STATED GOAL. Render everything from the start of the items down to and including the line containing "154L14 154L14 153L16" as a numbered list, omitting blank lines and leaving out the pictures.

Examples of mask labeling:
• • •

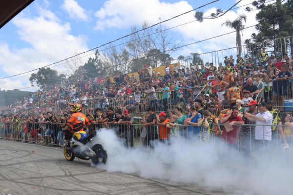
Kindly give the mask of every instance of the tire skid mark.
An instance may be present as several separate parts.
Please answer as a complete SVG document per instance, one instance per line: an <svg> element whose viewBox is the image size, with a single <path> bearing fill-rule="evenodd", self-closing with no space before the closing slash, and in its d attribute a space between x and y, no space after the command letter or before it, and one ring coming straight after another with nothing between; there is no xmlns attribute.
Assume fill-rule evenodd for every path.
<svg viewBox="0 0 293 195"><path fill-rule="evenodd" d="M130 174L130 175L132 175L132 176L134 176L135 177L136 177L141 178L139 176L136 176L136 175L132 175L132 174ZM198 191L194 191L194 190L192 190L187 189L186 188L183 188L182 187L181 187L181 186L175 186L174 185L168 184L167 184L167 183L164 183L163 182L158 181L155 181L155 180L154 180L151 179L145 178L145 179L149 181L153 182L154 183L158 183L158 184L159 184L160 185L165 185L165 186L171 187L172 187L172 188L174 188L175 189L180 189L184 190L185 191L188 191L188 192L190 192L190 193L198 193L198 194L201 194L201 195L211 195L210 194L208 194L208 193L203 193L203 192L198 192ZM217 192L221 192L221 191L217 191ZM223 192L221 192L221 193L223 193Z"/></svg>
<svg viewBox="0 0 293 195"><path fill-rule="evenodd" d="M11 154L14 154L14 153L16 153L17 152L18 152L18 151L16 150L1 149L1 151L13 151L14 152L10 152L10 153L9 153L8 154L0 154L0 155L10 155Z"/></svg>
<svg viewBox="0 0 293 195"><path fill-rule="evenodd" d="M59 190L59 191L61 191L93 192L93 193L100 193L102 195L110 195L109 194L105 193L105 192L103 192L99 191L97 190L91 191L91 190L82 190L82 189L72 190L72 189L63 189L63 188L53 188L53 187L49 187L49 186L41 186L41 185L38 185L38 184L34 184L32 183L26 183L26 182L22 182L22 181L17 181L15 180L9 180L9 181L11 181L12 182L17 183L17 184L21 183L22 184L27 185L34 186L34 187L42 187L42 188L45 188L45 189L54 190Z"/></svg>

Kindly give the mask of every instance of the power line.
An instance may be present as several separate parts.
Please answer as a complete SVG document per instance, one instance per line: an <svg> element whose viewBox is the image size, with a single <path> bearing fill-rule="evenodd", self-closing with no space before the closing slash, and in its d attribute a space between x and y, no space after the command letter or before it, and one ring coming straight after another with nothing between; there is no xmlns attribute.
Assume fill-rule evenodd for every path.
<svg viewBox="0 0 293 195"><path fill-rule="evenodd" d="M13 76L9 76L9 77L3 77L3 78L0 78L0 79L3 79L3 78L11 78L11 77L15 77L15 76L19 76L19 75L23 75L23 74L25 74L25 73L29 73L29 72L32 72L32 71L36 71L36 70L39 70L39 69L40 69L40 68L44 68L44 67L48 67L48 66L51 66L51 65L54 65L54 64L57 64L57 63L59 63L59 62L62 62L62 61L63 61L66 60L67 60L67 59L69 59L69 58L74 58L74 57L76 57L76 56L78 56L78 55L81 55L81 54L84 54L84 53L87 53L87 52L90 52L90 51L92 51L92 50L95 50L95 49L98 49L98 48L100 48L100 47L103 47L103 46L105 46L105 45L107 45L107 44L110 44L110 43L113 43L113 42L114 42L117 41L117 40L120 40L120 39L123 39L126 38L126 37L129 37L129 36L131 36L131 35L134 35L134 34L136 34L136 33L138 33L138 32L141 32L141 31L144 31L144 30L146 30L146 29L148 29L148 28L152 28L152 27L154 27L154 26L156 26L156 25L158 25L158 24L161 24L161 23L162 23L166 22L166 21L169 21L169 20L171 20L174 19L175 19L175 18L178 18L178 17L180 17L180 16L182 16L182 15L185 15L185 14L188 14L188 13L189 13L189 12L192 12L192 11L194 11L194 10L197 10L197 9L198 9L201 8L202 8L202 7L205 7L205 6L206 6L208 5L209 5L209 4L212 4L212 3L214 3L214 2L217 2L217 1L219 1L219 0L214 0L213 1L212 1L212 2L209 2L209 3L207 3L207 4L206 4L204 5L202 5L202 6L199 6L199 7L197 7L197 8L195 8L195 9L193 9L193 10L192 10L188 11L188 12L185 12L185 13L183 13L183 14L180 14L180 15L177 15L177 16L174 16L174 17L173 17L173 18L170 18L170 19L169 19L166 20L164 20L164 21L161 21L161 22L160 22L157 23L156 24L155 24L152 25L151 26L148 26L148 27L146 27L146 28L143 28L143 29L142 29L139 30L138 30L138 31L137 31L134 32L133 32L133 33L130 33L130 34L128 34L128 35L126 35L125 36L123 36L123 37L121 37L121 38L118 38L118 39L115 39L115 40L113 40L113 41L111 41L108 42L107 42L107 43L106 43L103 44L103 45L100 45L100 46L98 46L98 47L96 47L93 48L92 48L92 49L90 49L90 50L87 50L87 51L85 51L85 52L83 52L80 53L79 53L79 54L77 54L77 55L74 55L74 56L71 56L71 57L69 57L69 58L65 58L65 59L62 59L62 60L61 60L58 61L57 61L57 62L54 62L54 63L51 63L51 64L49 64L49 65L46 65L46 66L42 66L42 67L41 67L41 68L37 68L37 69L36 69L32 70L30 70L30 71L27 71L27 72L24 72L24 73L20 73L20 74L16 74L16 75L13 75Z"/></svg>
<svg viewBox="0 0 293 195"><path fill-rule="evenodd" d="M268 2L271 2L271 1L274 1L274 0L270 0L270 1L267 1L267 2L266 2L266 3L268 3ZM219 13L223 13L223 12L225 12L225 13L227 13L227 12L228 11L230 11L230 10L233 10L236 9L238 9L238 8L240 8L240 7L244 7L244 6L247 6L247 5L250 5L250 4L252 4L252 3L251 2L251 3L250 3L246 4L245 4L245 5L241 5L241 6L239 6L239 7L234 7L234 8L232 8L232 7L234 7L234 6L235 6L235 5L236 5L237 4L238 4L238 3L239 2L240 2L240 1L238 1L238 2L237 2L237 3L236 3L235 4L234 4L234 5L233 5L232 6L231 6L231 7L230 7L230 9L229 9L228 10L226 10L226 11L222 11L221 12L220 12ZM223 14L223 15L224 15L224 14ZM222 15L222 16L223 16L223 15ZM215 18L208 19L208 17L212 17L212 16L209 16L207 17L206 18L205 18L204 19L215 19ZM218 18L218 17L217 17L217 18ZM150 34L150 35L146 35L146 36L143 36L143 37L140 37L140 38L137 38L137 39L134 39L131 40L129 40L129 41L126 41L126 42L124 42L124 43L121 43L121 44L118 44L118 45L113 45L113 46L111 46L111 47L109 47L109 48L105 48L105 49L103 49L103 50L100 50L100 51L99 51L99 52L102 52L102 51L105 51L105 50L107 50L107 49L110 49L110 48L113 48L113 47L117 47L117 46L120 46L120 45L124 45L124 44L125 44L126 43L128 43L128 42L133 42L133 41L135 41L135 40L138 40L138 39L143 39L143 38L146 38L146 37L148 37L148 36L149 36L153 35L154 35L154 34L157 34L157 33L161 33L161 32L164 32L164 31L165 31L169 30L172 29L173 29L173 28L177 28L177 27L178 27L181 26L183 26L183 25L186 25L186 24L189 24L189 23L192 23L192 22L195 22L195 21L198 21L198 20L193 20L193 21L189 21L189 22L186 22L186 23L183 23L183 24L180 24L180 25L177 25L177 26L173 26L173 27L170 27L170 28L167 28L167 29L164 29L164 30L161 30L161 31L158 31L158 32L155 32L155 33L154 33L151 34ZM87 56L90 56L90 55L93 55L93 54L95 54L95 53L91 53L91 54L88 54L88 55L85 55L85 56L82 56L82 57L81 57L78 58L76 58L76 59L73 59L73 60L70 60L70 61L66 61L66 62L65 62L62 63L61 63L61 64L58 64L58 65L56 65L56 66L53 66L52 68L53 68L53 67L56 67L56 66L60 66L60 65L63 65L63 64L65 64L65 63L66 63L68 62L72 61L74 61L74 60L76 60L76 59L80 59L80 58L84 58L84 57L87 57ZM79 55L79 54L78 54L77 55ZM73 58L73 57L70 57L69 58ZM65 60L66 60L66 59L65 59ZM56 63L58 63L58 62L56 62ZM33 72L33 71L36 71L36 70L39 70L39 69L40 69L40 68L42 68L42 67L41 67L41 68L39 68L38 69L35 69L35 70L32 70L32 71L29 71L29 72ZM21 74L25 74L25 73L27 73L27 72L25 72L25 73L22 73ZM10 76L10 77L14 77L14 76L17 76L17 75L13 75L13 76ZM19 79L19 78L23 78L23 77L26 77L26 76L30 76L30 75L31 75L31 74L28 74L28 75L25 75L25 76L23 76L23 77L21 77L17 78L14 78L14 79L10 79L10 80L8 80L8 81L5 81L5 82L1 82L1 83L0 83L0 84L5 83L6 83L6 82L9 82L9 81L12 81L12 80L16 80L16 79Z"/></svg>
<svg viewBox="0 0 293 195"><path fill-rule="evenodd" d="M276 19L274 19L271 20L270 20L266 21L265 22L267 22L270 21L272 21L272 20L276 20L276 19L279 19L282 18L283 18L284 17L284 16L283 16L277 18ZM262 23L265 23L265 22L263 22ZM262 23L261 23L261 24L262 24ZM248 27L244 28L243 29L243 30L246 29L250 28L251 28L251 27L253 27L257 25L259 25L259 24L255 24L255 25L252 25L252 26L248 26ZM218 37L222 37L223 36L229 35L229 34L231 34L231 33L235 33L236 32L236 31L231 31L231 32L229 32L229 33L225 33L225 34L222 34L222 35L218 35L218 36L215 36L215 37L211 37L211 38L210 38L206 39L205 39L201 40L200 40L200 41L198 41L194 42L192 42L192 43L191 43L187 44L186 45L182 45L182 46L179 46L179 47L176 47L175 48L173 48L172 49L170 49L170 50L168 50L165 51L165 52L171 51L172 50L177 49L178 49L179 48L181 48L181 47L186 47L186 46L191 45L192 45L192 44L198 43L200 43L200 42L204 42L204 41L205 41L206 40L210 40L210 39L214 39L214 38L218 38ZM158 54L162 54L162 53L163 52L159 52L159 53L156 53L156 54L152 54L152 55L149 55L149 56L147 56L142 57L142 58L139 58L134 59L133 59L133 60L131 60L125 62L125 63L120 64L119 65L125 64L126 63L129 63L130 62L135 61L135 60L138 60L138 59L142 59L142 58L147 58L148 57L151 57L151 56L154 56L154 55L158 55ZM99 70L97 70L96 71L92 71L90 73L93 73L93 72L96 72L100 71L101 70L104 70L104 69L107 69L107 68L113 67L114 67L114 66L116 66L117 65L115 65L110 66L108 66L108 67L105 67L105 68L101 68L101 69L100 69ZM69 77L67 78L74 78L74 77L79 77L79 76L82 76L82 75L85 75L85 74L88 74L88 73L90 73L89 72L87 72L87 73L81 74L78 75L75 75L74 76ZM36 86L31 86L31 87L25 87L25 88L23 88L14 89L19 89L19 90L20 90L20 89L26 89L26 88L31 88L31 87L36 87L36 86L40 86L40 85L36 85Z"/></svg>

• • •

OUTPUT BELOW.
1. Kindly give the mask of every instance of the tire skid mark.
2. An instance may be present as several separate parts.
3. Please answer as a complete SVG document per instance, one instance per line: an <svg> element whose viewBox is the image size, with a single <path> bearing fill-rule="evenodd", self-closing with no space before the closing slash, and in its d attribute a space between x and y, no space after the command letter or before it, and one ring coming straight after another with nothing between; there is no xmlns attribute.
4. Assume fill-rule evenodd for every path.
5. <svg viewBox="0 0 293 195"><path fill-rule="evenodd" d="M130 174L130 175L132 175L132 176L134 176L135 177L136 177L141 178L139 176L136 176L136 175L132 175L132 174ZM198 191L194 191L194 190L192 190L187 189L186 188L183 188L182 187L181 187L181 186L175 186L174 185L168 184L167 184L167 183L164 183L163 182L158 181L155 181L155 180L154 180L151 179L145 178L145 179L149 181L153 182L154 183L158 183L158 184L159 184L160 185L165 185L165 186L171 187L172 187L172 188L174 188L175 189L180 189L184 190L185 191L188 191L188 192L190 192L190 193L198 193L198 194L201 194L201 195L211 195L210 194L208 194L208 193L203 193L203 192L198 192ZM217 192L221 192L221 191L217 191ZM223 192L221 192L221 193L223 193Z"/></svg>
6. <svg viewBox="0 0 293 195"><path fill-rule="evenodd" d="M11 154L14 154L14 153L16 153L17 152L18 152L18 151L16 150L1 149L1 151L13 151L14 152L10 152L10 153L9 153L8 154L0 154L0 155L10 155Z"/></svg>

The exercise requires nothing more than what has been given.